Retablos from Ayacucho and Shipibo/Conibo Textiles from the Amazon Basin
Show dates: March 9, 2017 through September 30, 2017
Opening reception: Second Thursday, March 9, 6 to 9pm.
Gallery Hours: Wednesday through Saturday, 12 to 6pm.
Andes/Amazon: Two Worlds in Peruvian Folk Art looks at two distinct contemporary folk arts in two regions of Peru: the portable retablo shrines, originally from highland Ayacucho and the patterned textiles and ceramics of the Shipibo/Conibo peoples of the Amazon basin. Both are arts in transition. From deep traditional roots they are adapting to new materials and influences, and being both changed and enriched in the process.

(Region outline entries)
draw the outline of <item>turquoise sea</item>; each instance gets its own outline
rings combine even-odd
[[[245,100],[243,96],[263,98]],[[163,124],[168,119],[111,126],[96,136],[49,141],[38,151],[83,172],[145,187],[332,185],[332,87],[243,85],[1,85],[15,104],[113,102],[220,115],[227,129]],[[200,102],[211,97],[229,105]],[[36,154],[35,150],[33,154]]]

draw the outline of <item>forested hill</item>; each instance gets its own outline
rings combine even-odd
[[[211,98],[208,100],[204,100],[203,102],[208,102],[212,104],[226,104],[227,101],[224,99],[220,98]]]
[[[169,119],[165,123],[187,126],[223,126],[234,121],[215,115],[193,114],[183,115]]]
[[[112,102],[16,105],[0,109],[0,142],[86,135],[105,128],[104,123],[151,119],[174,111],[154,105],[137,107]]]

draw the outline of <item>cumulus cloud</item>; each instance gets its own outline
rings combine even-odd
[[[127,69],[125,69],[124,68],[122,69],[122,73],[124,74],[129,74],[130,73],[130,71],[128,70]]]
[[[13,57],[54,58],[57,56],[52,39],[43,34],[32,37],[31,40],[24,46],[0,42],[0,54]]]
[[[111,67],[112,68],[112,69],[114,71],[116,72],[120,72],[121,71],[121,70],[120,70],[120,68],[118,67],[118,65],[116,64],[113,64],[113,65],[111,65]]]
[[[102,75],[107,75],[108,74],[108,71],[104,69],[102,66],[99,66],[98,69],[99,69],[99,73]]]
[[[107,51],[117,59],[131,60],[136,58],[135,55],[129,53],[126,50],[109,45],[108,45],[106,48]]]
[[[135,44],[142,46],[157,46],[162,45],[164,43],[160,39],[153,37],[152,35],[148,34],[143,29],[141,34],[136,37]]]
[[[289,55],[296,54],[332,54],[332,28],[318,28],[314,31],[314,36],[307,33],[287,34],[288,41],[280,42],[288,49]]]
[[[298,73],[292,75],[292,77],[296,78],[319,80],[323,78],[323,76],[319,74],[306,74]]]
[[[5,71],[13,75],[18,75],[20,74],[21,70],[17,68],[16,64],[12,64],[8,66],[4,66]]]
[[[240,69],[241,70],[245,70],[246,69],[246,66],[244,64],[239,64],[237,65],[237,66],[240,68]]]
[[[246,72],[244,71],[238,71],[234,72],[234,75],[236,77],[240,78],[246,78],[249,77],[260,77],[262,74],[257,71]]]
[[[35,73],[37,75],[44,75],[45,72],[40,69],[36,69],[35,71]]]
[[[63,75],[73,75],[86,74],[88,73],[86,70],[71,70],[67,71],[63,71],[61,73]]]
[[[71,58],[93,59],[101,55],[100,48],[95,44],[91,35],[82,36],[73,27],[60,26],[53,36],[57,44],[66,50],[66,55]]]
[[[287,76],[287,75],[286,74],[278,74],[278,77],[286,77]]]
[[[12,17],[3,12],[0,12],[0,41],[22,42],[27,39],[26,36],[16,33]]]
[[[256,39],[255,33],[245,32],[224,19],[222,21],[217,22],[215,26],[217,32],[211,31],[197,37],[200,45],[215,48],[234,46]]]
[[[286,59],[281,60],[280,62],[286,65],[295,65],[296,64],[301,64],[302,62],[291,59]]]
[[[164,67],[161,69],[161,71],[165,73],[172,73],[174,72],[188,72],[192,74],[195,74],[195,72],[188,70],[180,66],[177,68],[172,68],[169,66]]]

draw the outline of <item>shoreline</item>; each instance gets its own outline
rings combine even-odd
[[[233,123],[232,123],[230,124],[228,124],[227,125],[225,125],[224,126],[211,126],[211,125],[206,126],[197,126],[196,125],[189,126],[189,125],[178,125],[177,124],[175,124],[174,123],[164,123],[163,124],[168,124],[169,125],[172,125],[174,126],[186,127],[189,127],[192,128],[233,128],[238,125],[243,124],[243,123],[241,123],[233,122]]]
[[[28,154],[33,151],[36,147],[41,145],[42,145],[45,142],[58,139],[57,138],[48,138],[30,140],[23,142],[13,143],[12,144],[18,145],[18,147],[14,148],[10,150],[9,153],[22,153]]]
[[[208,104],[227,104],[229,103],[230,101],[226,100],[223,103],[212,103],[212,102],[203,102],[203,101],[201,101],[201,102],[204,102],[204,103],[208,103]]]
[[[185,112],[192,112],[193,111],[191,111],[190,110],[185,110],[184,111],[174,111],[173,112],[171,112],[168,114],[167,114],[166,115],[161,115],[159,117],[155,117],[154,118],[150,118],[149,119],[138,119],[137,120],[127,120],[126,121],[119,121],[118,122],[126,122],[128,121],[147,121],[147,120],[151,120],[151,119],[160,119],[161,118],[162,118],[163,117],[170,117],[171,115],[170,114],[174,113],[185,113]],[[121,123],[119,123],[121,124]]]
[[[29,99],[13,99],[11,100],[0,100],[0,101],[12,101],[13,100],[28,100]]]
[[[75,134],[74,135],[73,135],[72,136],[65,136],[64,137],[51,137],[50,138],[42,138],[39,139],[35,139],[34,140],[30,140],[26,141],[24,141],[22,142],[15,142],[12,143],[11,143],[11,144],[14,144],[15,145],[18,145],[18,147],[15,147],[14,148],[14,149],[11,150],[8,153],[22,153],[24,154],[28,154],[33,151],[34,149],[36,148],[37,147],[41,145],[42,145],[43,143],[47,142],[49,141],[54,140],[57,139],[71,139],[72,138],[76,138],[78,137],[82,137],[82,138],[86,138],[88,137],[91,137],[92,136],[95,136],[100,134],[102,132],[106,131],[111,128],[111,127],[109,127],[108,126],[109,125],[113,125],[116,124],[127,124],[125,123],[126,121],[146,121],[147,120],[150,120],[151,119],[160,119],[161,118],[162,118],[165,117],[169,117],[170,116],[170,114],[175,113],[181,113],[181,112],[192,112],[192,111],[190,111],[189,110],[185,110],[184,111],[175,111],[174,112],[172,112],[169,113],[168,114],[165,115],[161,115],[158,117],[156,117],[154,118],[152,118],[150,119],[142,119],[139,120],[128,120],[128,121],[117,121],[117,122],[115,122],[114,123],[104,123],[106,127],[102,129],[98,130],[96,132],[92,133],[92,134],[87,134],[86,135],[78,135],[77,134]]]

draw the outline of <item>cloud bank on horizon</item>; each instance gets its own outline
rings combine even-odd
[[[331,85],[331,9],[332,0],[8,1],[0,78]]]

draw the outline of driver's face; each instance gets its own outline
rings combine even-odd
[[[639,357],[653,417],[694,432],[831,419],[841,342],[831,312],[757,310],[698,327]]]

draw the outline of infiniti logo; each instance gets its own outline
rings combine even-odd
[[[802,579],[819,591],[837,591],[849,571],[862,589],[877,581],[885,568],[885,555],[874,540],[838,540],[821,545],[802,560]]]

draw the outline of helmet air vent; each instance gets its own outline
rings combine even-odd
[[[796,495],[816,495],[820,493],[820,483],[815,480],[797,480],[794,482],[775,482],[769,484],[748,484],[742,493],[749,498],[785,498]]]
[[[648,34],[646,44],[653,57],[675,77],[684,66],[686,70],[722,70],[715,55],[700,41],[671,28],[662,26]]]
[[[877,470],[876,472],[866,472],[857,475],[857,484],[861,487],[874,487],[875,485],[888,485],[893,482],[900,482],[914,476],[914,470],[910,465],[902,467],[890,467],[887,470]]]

REQUIRED WORK »
A - Reproduce the exhibition announcement from "Retablos from Ayacucho" up to and including "in the process.".
B - Name every kind of folk art object that the exhibition announcement mentions.
These records were taken from a separate source.

ANSWERS »
A -
Retablos from Ayacucho and Shipibo/Conibo Textiles from the Amazon Basin
Show dates: March 9, 2017 through September 30, 2017
Opening reception: Second Thursday, March 9, 6 to 9pm.
Gallery Hours: Wednesday through Saturday, 12 to 6pm.
Andes/Amazon: Two Worlds in Peruvian Folk Art looks at two distinct contemporary folk arts in two regions of Peru: the portable retablo shrines, originally from highland Ayacucho and the patterned textiles and ceramics of the Shipibo/Conibo peoples of the Amazon basin. Both are arts in transition. From deep traditional roots they are adapting to new materials and influences, and being both changed and enriched in the process.

B -
- Retablos (portable retablo shrines)
- Textiles
- Ceramics